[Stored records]
╭──

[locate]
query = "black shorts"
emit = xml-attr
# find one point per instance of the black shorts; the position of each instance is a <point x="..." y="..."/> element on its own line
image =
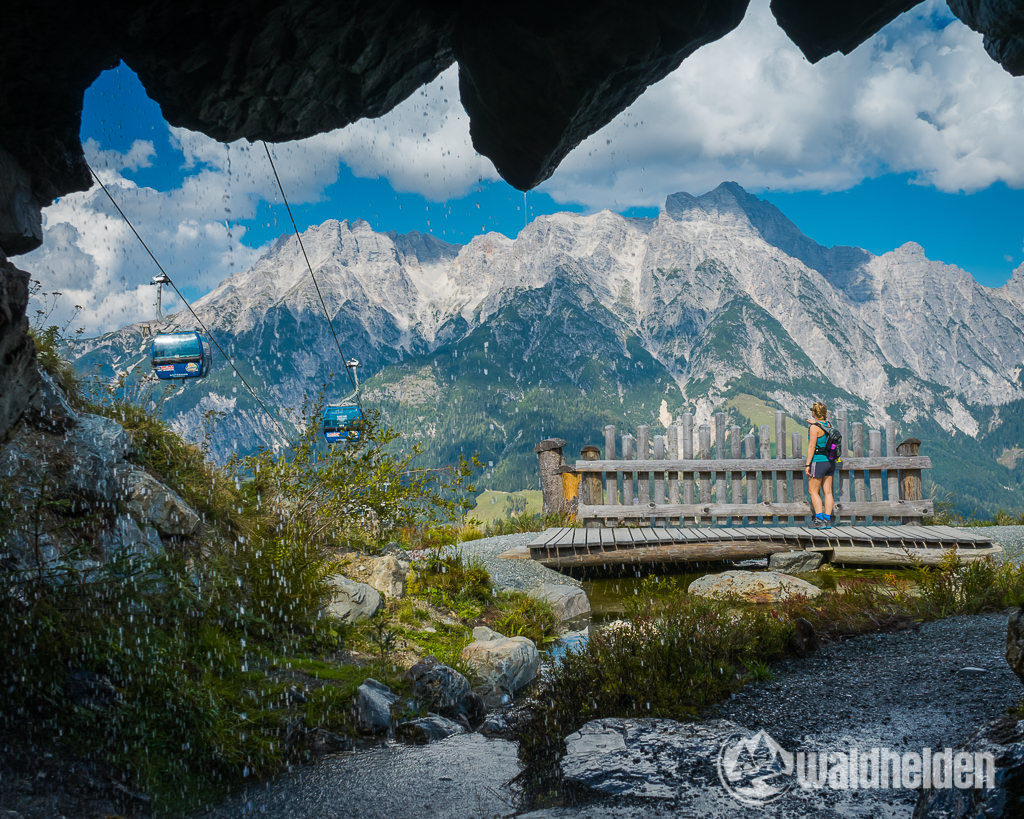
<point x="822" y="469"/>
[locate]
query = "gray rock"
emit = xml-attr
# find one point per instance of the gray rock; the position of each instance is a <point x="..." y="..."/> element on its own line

╰──
╭──

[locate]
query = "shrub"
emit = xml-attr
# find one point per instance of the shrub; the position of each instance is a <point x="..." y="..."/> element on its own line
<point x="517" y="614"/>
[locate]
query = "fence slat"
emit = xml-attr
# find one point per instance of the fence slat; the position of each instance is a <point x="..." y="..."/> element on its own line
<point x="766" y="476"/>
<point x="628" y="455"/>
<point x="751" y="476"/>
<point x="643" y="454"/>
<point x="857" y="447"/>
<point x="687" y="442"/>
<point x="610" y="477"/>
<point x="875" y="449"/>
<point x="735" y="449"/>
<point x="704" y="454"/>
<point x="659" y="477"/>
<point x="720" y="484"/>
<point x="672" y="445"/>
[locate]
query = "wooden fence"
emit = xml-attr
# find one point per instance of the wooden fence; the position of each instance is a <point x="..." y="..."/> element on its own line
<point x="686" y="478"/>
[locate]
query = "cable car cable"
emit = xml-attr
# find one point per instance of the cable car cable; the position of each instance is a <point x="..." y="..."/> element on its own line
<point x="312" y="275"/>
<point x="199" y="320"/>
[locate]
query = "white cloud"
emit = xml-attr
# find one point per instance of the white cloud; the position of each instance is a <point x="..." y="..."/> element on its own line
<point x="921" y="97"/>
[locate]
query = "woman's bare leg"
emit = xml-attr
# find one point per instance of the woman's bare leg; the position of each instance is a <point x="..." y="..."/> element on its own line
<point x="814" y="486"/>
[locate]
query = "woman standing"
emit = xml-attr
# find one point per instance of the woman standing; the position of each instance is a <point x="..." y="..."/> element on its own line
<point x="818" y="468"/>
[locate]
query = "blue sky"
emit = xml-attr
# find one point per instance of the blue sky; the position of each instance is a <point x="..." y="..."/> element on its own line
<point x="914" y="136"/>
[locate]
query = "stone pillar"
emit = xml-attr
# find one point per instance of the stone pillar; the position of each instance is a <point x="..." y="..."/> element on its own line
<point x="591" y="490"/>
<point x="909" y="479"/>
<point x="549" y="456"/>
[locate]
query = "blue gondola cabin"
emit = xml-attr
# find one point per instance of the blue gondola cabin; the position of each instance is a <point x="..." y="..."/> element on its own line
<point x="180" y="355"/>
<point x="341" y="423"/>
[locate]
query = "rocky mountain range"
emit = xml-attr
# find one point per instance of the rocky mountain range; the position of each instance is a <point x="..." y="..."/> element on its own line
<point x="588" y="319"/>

╰──

» TASK BRIEF: How many lines in the entries above contain the string "gondola"? Case counts; reply with the number only.

» FINAL ANSWER: 2